■ **Raw data**

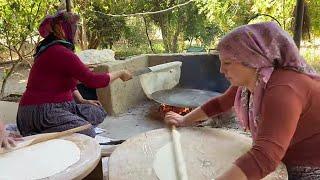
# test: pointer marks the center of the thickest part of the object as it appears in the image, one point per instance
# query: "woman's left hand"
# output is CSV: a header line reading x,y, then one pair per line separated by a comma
x,y
92,102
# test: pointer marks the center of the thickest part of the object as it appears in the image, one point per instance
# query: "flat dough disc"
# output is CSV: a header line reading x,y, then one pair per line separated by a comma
x,y
164,163
39,161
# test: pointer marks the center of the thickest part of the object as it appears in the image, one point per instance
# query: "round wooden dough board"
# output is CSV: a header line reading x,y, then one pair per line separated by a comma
x,y
204,151
90,153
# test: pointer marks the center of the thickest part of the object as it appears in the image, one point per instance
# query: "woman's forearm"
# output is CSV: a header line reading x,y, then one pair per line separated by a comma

■ **Required work**
Output every line of the rows above verbatim, leaving out the pictures.

■ **Answer to the exercise**
# test: pointer marks the center of the thickest part of the object as it appears in the image, one point per instance
# query: "woman's left hand"
# output is CSV: a header line reading x,y, then one pair per line separated by a comma
x,y
92,102
# test: pointer marks the center of the thickest part of the object as it appears in the image, one point per instance
# query: "flat dough disc"
# output is CSV: a header line reading x,y, then one pair per line separated by a comma
x,y
164,163
39,161
# test: pointer marks the center of the thickest part of the object as it appears in the image, one point per instance
# query: "round wooden dough board"
# output is CSV: a header line reading x,y, then one pair per line separated by a comma
x,y
204,151
90,153
# test: pointer marks the center of the thickest part of the object as it appears in the image, one point per instance
# query: "woman's forearm"
# output is CSV: a header line reading x,y, then one pair per line separated by a comma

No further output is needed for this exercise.